**Task directions**
Starting with the first line and going on through the line with "box: [5, 650, 104, 763]", lay out these lines as a Markdown table with the columns Row and Line: a row number and the line itself. Skip blank lines and leave the pictures out.

**Records to process**
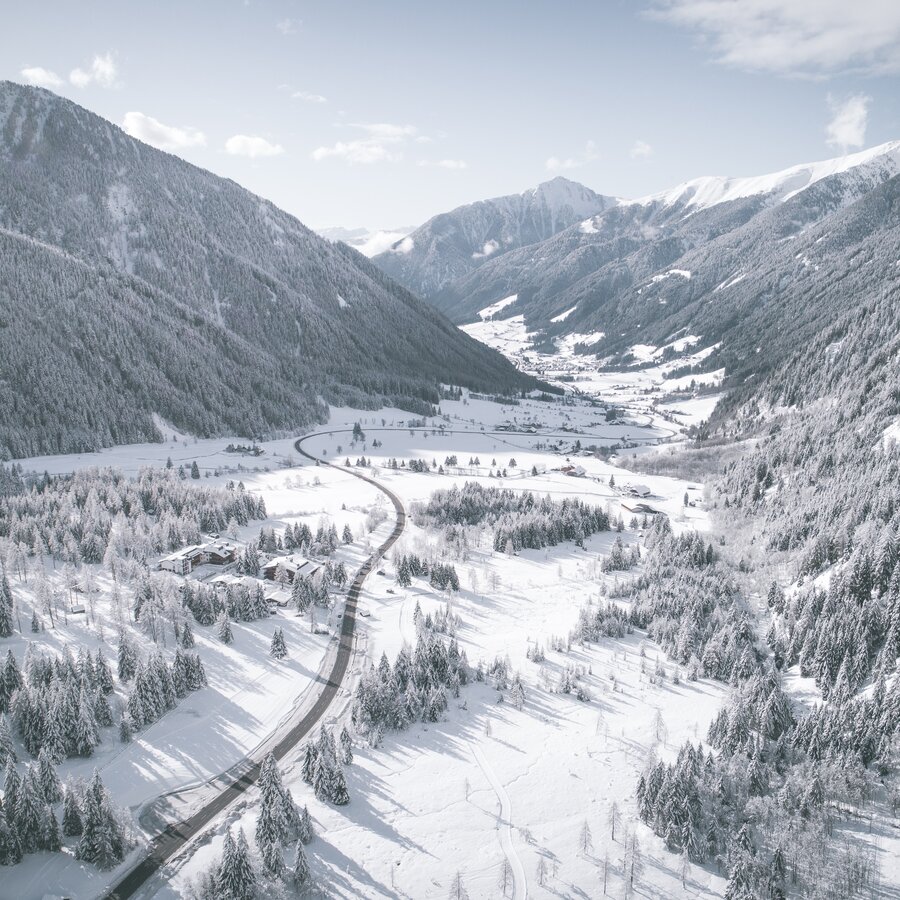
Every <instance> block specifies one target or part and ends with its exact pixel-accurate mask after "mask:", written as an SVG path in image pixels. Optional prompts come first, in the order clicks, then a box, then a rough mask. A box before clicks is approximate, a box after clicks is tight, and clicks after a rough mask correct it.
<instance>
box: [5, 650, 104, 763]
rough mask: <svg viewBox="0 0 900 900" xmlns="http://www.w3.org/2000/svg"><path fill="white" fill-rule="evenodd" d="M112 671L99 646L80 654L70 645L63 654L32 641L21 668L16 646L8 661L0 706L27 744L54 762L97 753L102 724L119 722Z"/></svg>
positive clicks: (101, 727)
mask: <svg viewBox="0 0 900 900" xmlns="http://www.w3.org/2000/svg"><path fill="white" fill-rule="evenodd" d="M113 690H114V683H113V678H112V673H111V672H110V669H109V666H108V664H107V662H106V660H105V659H104V657H103V655H102V653H101V652H100V651H99V650H98V651H97V653H96V655H94V656H92V655H91V654H90V653H89V652H88V651H87V650H85V649H84V648H83V647H82V648H81V650H79V652H78V657H77V659H76V658H75V657H73V656H72V653H71V651H70V650H69V648H68V647H67V648H66V650H65V651H64V652H63V654H62V655H61V656H56V655H54V654H48V653H46V652H44V651H39V650H37V649H36V647H35V645H34V644H29V646H28V650H27V651H26V653H25V659H24V662H23V671H22V672H20V671H19V669H18V666H17V664H16V661H15V657H14V656H13V654H12V651H11V650H10V651H8V653H7V656H6V661H5V663H4V666H3V691H2V697H0V706H2V707H3V708H4V709H6V708H8V710H9V713H10V717H11V719H12V721H13V724H14V725H15V728H16V731H17V732H18V735H19V737H20V739H21V740H22V743H23V744H24V745H25V749H26V750H27V751H28V752H29V753H30V754H31V755H32V756H35V757H36V756H38V755H39V754H40V753H41V752H42V751H44V752H46V754H47V756H48V758H49V759H50V760H51V761H53V762H54V763H59V762H62V760H64V759H66V758H67V757H70V756H82V757H87V756H91V755H92V754H93V752H94V748H95V747H96V746H97V744H98V743H100V729H101V728H103V727H108V726H110V725H112V724H113V720H112V711H111V709H110V702H109V697H110V695H111V694H112V693H113Z"/></svg>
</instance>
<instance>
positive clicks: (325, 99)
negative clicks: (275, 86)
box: [291, 91, 328, 103]
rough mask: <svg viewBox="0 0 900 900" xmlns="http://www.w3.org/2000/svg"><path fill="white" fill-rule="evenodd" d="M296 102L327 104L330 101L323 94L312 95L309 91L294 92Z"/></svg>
mask: <svg viewBox="0 0 900 900" xmlns="http://www.w3.org/2000/svg"><path fill="white" fill-rule="evenodd" d="M291 97H292V98H293V99H294V100H302V101H303V102H304V103H327V102H328V100H327V99H326V98H325V97H323V96H322V95H321V94H311V93H310V92H309V91H294V92H293V93H292V94H291Z"/></svg>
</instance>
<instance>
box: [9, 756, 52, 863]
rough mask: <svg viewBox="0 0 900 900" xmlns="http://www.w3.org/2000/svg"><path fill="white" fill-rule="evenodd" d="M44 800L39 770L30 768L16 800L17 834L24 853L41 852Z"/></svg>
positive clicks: (43, 811)
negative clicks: (42, 792) (41, 788)
mask: <svg viewBox="0 0 900 900" xmlns="http://www.w3.org/2000/svg"><path fill="white" fill-rule="evenodd" d="M44 805H45V803H44V799H43V797H41V789H40V785H39V783H38V778H37V769H36V767H34V766H28V768H27V769H26V770H25V775H24V777H23V778H22V784H21V786H20V788H19V793H18V797H17V798H16V834H17V835H18V838H19V842H20V843H21V845H22V852H23V853H33V852H34V851H35V850H40V849H41V847H42V845H43V840H44V826H43V812H44Z"/></svg>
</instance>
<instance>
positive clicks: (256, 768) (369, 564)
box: [104, 428, 406, 900]
mask: <svg viewBox="0 0 900 900" xmlns="http://www.w3.org/2000/svg"><path fill="white" fill-rule="evenodd" d="M350 430H351V429H349V428H347V429H335V430H334V431H329V432H316V433H314V434H308V435H305V436H304V437H302V438H299V439H298V440H297V441H296V442H295V443H294V447H295V449H296V450H297V452H298V453H300V454H301V455H302V456H305V457H306V458H307V459H311V460H313V461H314V462H315V463H316V464H317V465H322V466H329V467H331V468H334V469H337V470H338V471H340V472H344V473H346V474H348V475H352V476H353V477H354V478H359V479H361V480H362V481H366V482H368V483H369V484H371V485H373V486H374V487H375V488H377V489H378V490H379V491H381V492H382V493H383V494H385V495H386V496H387V498H388V499H389V500H390V501H391V503H393V505H394V510H395V511H396V513H397V520H396V523H395V525H394V530H393V531H392V532H391V533H390V535H389V536H388V538H387V539H386V540H385V541H384V543H383V544H381V546H379V547H378V549H376V550H375V552H374V553H372V555H371V556H370V557H369V558H368V559H367V560H366V561H365V563H363V565H362V567H361V568H360V569H359V571H358V572H357V573H356V577H355V578H354V579H353V583H352V584H351V585H350V589H349V591H348V592H347V602H346V604H345V606H344V617H343V619H342V620H341V633H340V640H339V644H338V649H337V654H336V656H335V660H334V665H333V666H332V668H331V672H330V673H329V674H328V680H327V681H326V682H325V684H324V685H323V687H322V689H321V692H320V693H319V696H318V697H317V698H316V700H315V702H314V703H313V705H312V707H311V708H309V709H308V710H307V712H305V713H304V714H303V715H302V716H301V717H300V718H299V719H298V720H297V721H291V720H288V721H287V722H286V723H284V724H283V725H282V726H281V733H280V734H276V735H274V736H273V739H274V740H275V743H274V745H273V746H272V748H271V750H272V752H273V753H274V754H275V758H276V759H282V758H283V757H284V756H285V755H286V754H287V753H288V752H289V751H290V750H292V749H293V748H294V747H296V746H297V744H298V743H299V742H300V741H301V740H303V738H304V737H306V735H308V734H309V733H310V732H311V731H312V730H313V728H314V727H315V726H316V725H317V724H318V723H319V721H320V720H321V719H322V717H323V716H324V715H325V713H326V712H327V711H328V708H329V706H330V705H331V702H332V701H333V700H334V698H335V697H336V696H337V694H338V691H340V689H341V686H342V684H343V681H344V678H345V677H346V675H347V669H348V668H349V665H350V658H351V656H352V655H353V638H354V631H355V627H356V604H357V601H358V600H359V594H360V591H361V590H362V586H363V584H364V583H365V580H366V578H368V576H369V575H370V574H371V573H372V570H373V569H374V568H375V567H376V566H377V564H378V561H379V560H380V559H381V557H382V556H383V555H384V554H385V553H386V552H387V550H388V549H389V548H390V547H391V546H392V545H393V544H394V543H395V542H396V541H397V539H398V538H399V537H400V535H401V534H402V533H403V529H404V527H405V525H406V510H405V509H404V507H403V504H402V503H401V501H400V499H399V498H398V497H397V495H396V494H394V493H393V491H391V490H389V489H388V488H386V487H384V485H381V484H379V483H378V482H377V481H376V480H375V479H374V478H369V477H368V476H367V475H363V474H361V473H360V472H359V471H357V470H355V469H347V468H345V467H343V466H339V465H336V464H334V463H330V462H326V461H325V460H321V459H319V458H318V457H315V456H313V455H312V454H311V453H308V452H307V451H306V450H304V449H303V446H302V445H303V442H304V441H309V440H314V439H315V438H318V437H321V436H322V435H323V434H334V433H336V431H347V432H350ZM261 765H262V758H260V759H253V758H251V757H247V758H246V759H245V760H244V762H243V763H242V764H240V765H239V766H238V767H236V771H237V772H239V773H240V774H236V775H235V776H234V777H233V778H232V779H231V780H230V782H229V783H228V784H226V785H225V786H224V787H223V788H222V790H220V791H219V792H218V793H217V794H216V795H215V796H214V797H212V799H210V800H209V801H208V802H207V803H205V804H204V805H203V806H201V807H200V808H199V809H197V810H196V811H195V812H194V813H192V814H191V815H190V816H188V817H187V818H186V819H184V820H183V821H181V822H177V823H173V824H171V825H168V826H167V827H166V828H165V830H163V831H162V832H161V833H160V834H157V835H156V836H155V837H154V838H152V839H151V841H150V844H149V847H148V852H147V853H146V855H145V856H144V857H143V858H142V859H141V860H140V862H139V863H138V864H137V865H136V866H135V867H134V868H132V869H131V870H130V871H129V872H128V873H127V874H126V875H124V876H123V877H122V878H121V880H120V881H119V882H118V883H117V884H115V885H114V886H113V887H112V888H110V890H109V891H108V892H107V893H106V894H105V895H104V896H105V898H106V900H126V898H129V897H134V896H135V894H136V893H137V892H138V891H139V890H140V889H141V888H142V887H143V886H144V885H145V884H146V883H147V881H149V879H150V878H152V877H153V876H154V875H155V874H156V873H157V872H158V871H159V870H160V869H161V868H162V867H163V866H165V865H166V864H167V863H168V862H170V861H171V860H172V859H174V857H175V856H176V855H177V854H178V853H180V852H181V850H183V849H184V847H185V846H186V845H187V844H188V842H189V841H191V840H193V838H194V837H196V836H197V835H198V834H199V833H200V832H201V831H202V830H203V829H204V828H206V826H207V825H209V824H210V823H211V822H212V821H213V820H214V819H215V818H216V817H217V816H219V815H221V814H222V813H223V812H224V811H225V810H226V809H227V808H228V807H229V806H230V805H231V804H232V803H234V801H235V800H237V799H238V798H239V797H240V796H241V795H242V794H243V793H244V792H245V791H247V790H248V789H249V788H251V787H253V785H254V784H255V783H256V780H257V779H258V778H259V771H260V767H261Z"/></svg>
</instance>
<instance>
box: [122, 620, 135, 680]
mask: <svg viewBox="0 0 900 900" xmlns="http://www.w3.org/2000/svg"><path fill="white" fill-rule="evenodd" d="M118 663H119V664H118V670H119V681H131V679H132V678H134V675H135V670H136V668H137V652H136V651H135V649H134V644H132V643H131V640H130V639H129V637H128V636H127V635H126V634H125V633H124V632H122V634H121V635H120V636H119V659H118Z"/></svg>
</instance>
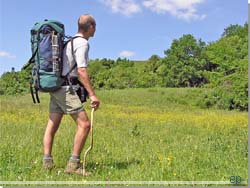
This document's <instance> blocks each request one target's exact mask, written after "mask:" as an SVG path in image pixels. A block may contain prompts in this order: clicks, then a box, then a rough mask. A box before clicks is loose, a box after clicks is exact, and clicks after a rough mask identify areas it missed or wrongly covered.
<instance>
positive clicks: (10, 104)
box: [0, 88, 248, 182]
mask: <svg viewBox="0 0 250 188" xmlns="http://www.w3.org/2000/svg"><path fill="white" fill-rule="evenodd" d="M204 92H206V90H205V89H182V88H179V89H171V88H168V89H164V88H152V89H127V90H105V91H104V90H103V91H98V92H97V94H98V96H99V98H100V99H101V102H102V103H101V106H100V109H99V110H98V111H97V112H96V113H95V119H94V148H93V150H92V151H91V152H90V155H89V157H88V162H87V168H88V169H89V170H90V171H91V172H92V173H93V175H92V176H90V177H87V178H83V177H81V176H77V175H67V174H64V173H63V170H64V168H65V165H66V163H67V160H68V158H69V156H70V154H71V148H72V143H73V136H74V133H75V130H76V129H75V128H76V127H75V125H74V122H73V120H72V119H71V118H70V117H69V116H65V117H64V119H63V121H62V123H61V126H60V128H59V131H58V133H57V134H56V137H55V141H54V146H53V156H54V163H55V166H56V167H55V169H53V170H52V171H51V172H47V171H45V170H43V169H42V157H43V146H42V139H43V134H44V131H45V127H46V123H47V116H48V103H49V97H48V95H47V94H41V104H40V105H34V104H32V100H31V97H30V96H29V95H25V96H16V97H4V96H1V97H0V100H1V110H0V126H1V140H0V180H2V181H4V180H5V181H6V180H16V181H32V180H39V181H40V180H41V181H59V180H61V181H72V180H74V181H81V180H83V179H85V180H88V181H96V180H99V181H123V180H124V181H125V180H127V181H128V180H131V181H228V182H229V179H230V176H240V177H241V178H242V180H243V181H248V179H247V178H248V130H247V113H246V112H236V111H224V110H217V109H201V108H199V107H198V106H199V105H198V102H199V101H200V96H201V94H202V93H204ZM85 106H86V109H87V111H88V112H90V108H89V106H88V103H85ZM88 145H89V141H87V143H86V146H88ZM85 149H86V147H85ZM84 151H85V150H84Z"/></svg>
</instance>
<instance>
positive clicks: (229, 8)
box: [0, 0, 248, 75]
mask: <svg viewBox="0 0 250 188" xmlns="http://www.w3.org/2000/svg"><path fill="white" fill-rule="evenodd" d="M48 4H49V5H50V6H48ZM247 5H248V4H247V2H245V1H243V0H239V1H231V2H228V1H226V0H221V1H216V0H209V1H208V0H199V1H196V0H190V1H188V2H187V1H186V2H185V3H184V2H183V1H182V0H176V1H170V0H161V1H159V0H154V1H153V0H142V1H138V0H93V1H91V2H89V1H87V0H75V1H74V3H73V4H72V3H71V1H69V0H62V1H60V4H58V2H56V1H52V2H51V1H49V0H44V3H43V5H41V6H40V7H39V11H37V9H36V6H37V3H36V2H35V1H32V0H26V1H25V3H22V2H21V1H19V0H0V11H1V13H0V21H1V22H0V75H2V74H3V73H4V72H9V71H11V69H12V67H14V68H15V70H16V71H19V70H20V69H21V67H22V66H23V65H24V64H25V63H26V61H28V59H29V58H30V57H31V55H32V54H31V47H30V29H31V28H32V27H33V25H34V24H35V23H36V22H39V21H42V20H44V19H45V18H47V19H55V20H59V21H61V22H63V23H64V25H65V32H66V35H74V34H75V33H76V29H77V24H76V22H77V19H78V17H79V15H80V14H82V13H91V14H92V15H93V16H94V18H95V19H96V21H97V31H96V34H95V36H94V37H93V38H91V39H90V41H89V43H90V53H89V57H90V59H91V60H94V59H103V58H106V59H112V60H116V59H118V58H122V59H123V58H126V59H129V60H130V61H146V60H148V59H149V58H150V57H151V56H152V55H158V56H159V57H161V58H163V57H164V56H165V55H164V51H165V50H167V49H169V48H170V46H171V44H172V42H173V40H174V39H179V38H181V37H182V36H183V35H185V34H191V35H193V36H194V37H195V39H196V40H199V39H201V40H202V41H204V42H205V43H206V44H209V43H211V42H215V41H216V40H219V39H220V37H221V35H222V33H223V32H224V29H225V28H227V27H228V26H230V25H236V24H238V25H241V26H242V25H244V24H245V23H248V6H247ZM59 10H60V11H59ZM45 12H46V13H45ZM65 12H70V16H69V15H68V14H65ZM232 12H234V14H232ZM17 18H18V19H17Z"/></svg>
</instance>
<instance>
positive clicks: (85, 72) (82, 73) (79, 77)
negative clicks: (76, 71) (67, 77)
mask: <svg viewBox="0 0 250 188" xmlns="http://www.w3.org/2000/svg"><path fill="white" fill-rule="evenodd" d="M77 72H78V78H79V80H80V82H81V83H82V84H83V85H84V87H85V88H86V90H87V91H88V93H89V98H90V100H91V107H92V108H95V110H96V109H97V108H98V106H99V104H100V101H99V99H98V98H97V97H96V95H95V91H94V89H93V88H92V85H91V83H90V79H89V75H88V71H87V68H85V67H79V68H77Z"/></svg>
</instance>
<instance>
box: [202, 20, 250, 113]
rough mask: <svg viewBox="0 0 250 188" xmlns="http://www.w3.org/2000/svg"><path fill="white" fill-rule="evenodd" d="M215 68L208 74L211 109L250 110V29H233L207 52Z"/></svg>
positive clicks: (209, 60)
mask: <svg viewBox="0 0 250 188" xmlns="http://www.w3.org/2000/svg"><path fill="white" fill-rule="evenodd" d="M206 54H207V57H208V59H209V61H210V64H211V65H213V68H212V69H211V70H210V71H207V72H205V74H204V75H206V78H207V80H209V83H210V85H209V87H213V88H215V91H214V92H213V93H212V94H210V95H209V96H206V97H205V98H206V101H207V102H208V104H209V105H215V106H218V107H219V108H223V109H229V110H232V109H238V110H248V25H247V24H245V25H244V26H243V27H242V26H239V25H231V26H229V27H228V28H226V29H225V32H224V33H223V36H222V38H221V39H220V40H219V41H217V42H215V43H212V44H210V45H209V46H208V47H207V50H206Z"/></svg>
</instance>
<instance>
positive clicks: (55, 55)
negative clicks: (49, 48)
mask: <svg viewBox="0 0 250 188" xmlns="http://www.w3.org/2000/svg"><path fill="white" fill-rule="evenodd" d="M52 68H53V72H59V44H58V36H57V35H55V34H54V32H53V34H52Z"/></svg>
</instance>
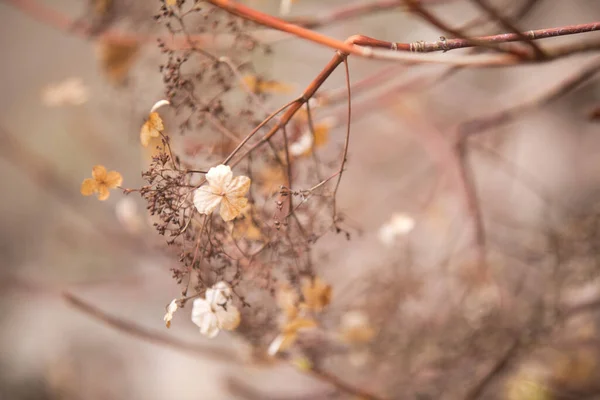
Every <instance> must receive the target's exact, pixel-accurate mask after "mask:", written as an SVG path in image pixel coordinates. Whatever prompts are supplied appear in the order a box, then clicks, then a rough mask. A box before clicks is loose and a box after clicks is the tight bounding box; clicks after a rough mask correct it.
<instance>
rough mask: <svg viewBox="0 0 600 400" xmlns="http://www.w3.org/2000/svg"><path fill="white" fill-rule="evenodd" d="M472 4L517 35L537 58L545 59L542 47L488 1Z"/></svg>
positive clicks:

**Your solution**
| Row | Line |
|---|---|
| 1 | Every <instance> block specifies one target or part and ends with its exact pixel-accurate mask after "mask:", written as an SVG path in image pixels. Optional prompts come first, in the order clicks, then a box, then a rough mask. A box before clicks is approximate, a box after clicks is tight, and clicks after a rough mask correct it. |
| 2 | <instance> |
| 3 | box: [5, 650, 104, 763] |